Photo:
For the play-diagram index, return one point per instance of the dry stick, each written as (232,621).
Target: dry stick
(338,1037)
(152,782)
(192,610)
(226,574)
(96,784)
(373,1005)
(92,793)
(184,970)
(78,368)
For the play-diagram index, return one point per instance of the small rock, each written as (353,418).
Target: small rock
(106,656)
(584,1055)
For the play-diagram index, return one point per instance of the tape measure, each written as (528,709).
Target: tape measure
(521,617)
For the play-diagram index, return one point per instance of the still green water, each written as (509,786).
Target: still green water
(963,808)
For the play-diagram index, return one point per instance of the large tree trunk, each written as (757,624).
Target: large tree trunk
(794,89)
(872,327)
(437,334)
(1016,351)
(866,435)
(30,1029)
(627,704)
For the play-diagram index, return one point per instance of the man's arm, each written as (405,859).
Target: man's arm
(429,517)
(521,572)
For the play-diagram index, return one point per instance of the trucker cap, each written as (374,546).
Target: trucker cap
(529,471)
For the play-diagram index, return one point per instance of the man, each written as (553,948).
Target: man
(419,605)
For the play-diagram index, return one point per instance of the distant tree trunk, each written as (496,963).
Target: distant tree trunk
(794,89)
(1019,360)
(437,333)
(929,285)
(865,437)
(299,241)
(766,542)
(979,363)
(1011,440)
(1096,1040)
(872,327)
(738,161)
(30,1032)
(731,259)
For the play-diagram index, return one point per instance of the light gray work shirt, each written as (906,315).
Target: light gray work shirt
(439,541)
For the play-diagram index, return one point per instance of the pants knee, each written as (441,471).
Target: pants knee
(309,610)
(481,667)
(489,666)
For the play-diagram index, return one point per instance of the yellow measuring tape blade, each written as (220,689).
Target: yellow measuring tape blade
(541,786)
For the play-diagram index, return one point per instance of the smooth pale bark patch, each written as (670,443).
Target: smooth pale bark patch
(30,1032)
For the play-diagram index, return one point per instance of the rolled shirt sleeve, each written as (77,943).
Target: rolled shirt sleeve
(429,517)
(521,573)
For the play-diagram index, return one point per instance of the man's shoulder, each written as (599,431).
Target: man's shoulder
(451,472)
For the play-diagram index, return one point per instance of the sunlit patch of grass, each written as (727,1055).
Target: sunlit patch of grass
##########
### Written task
Return only the lines running from the line with "written as (220,689)." to the last line of the records, both included, exactly as written.

### Exercise result
For the play-diagram index, return one point per instance of the yellow measuring tape blade, each written as (220,689).
Target: yellow measuring tape blade
(541,786)
For the play-diagram index, return one point per instance of the smooth pale bark patch, each written as (670,443).
Target: smooth pale bark patch
(30,1032)
For the play-diagram index, return one point per instance of the rolled shirt sleeve, each written as (77,943).
Target: rolled shirt sleeve
(429,517)
(521,573)
For the play-diagram index, return one point per instance of the man's shoulder, each written as (599,431).
Target: man's shoulder
(451,472)
For the play-diagram index, return one point per instance of the sunlit patch of grass, each written as (727,1055).
Target: sunlit patch of grass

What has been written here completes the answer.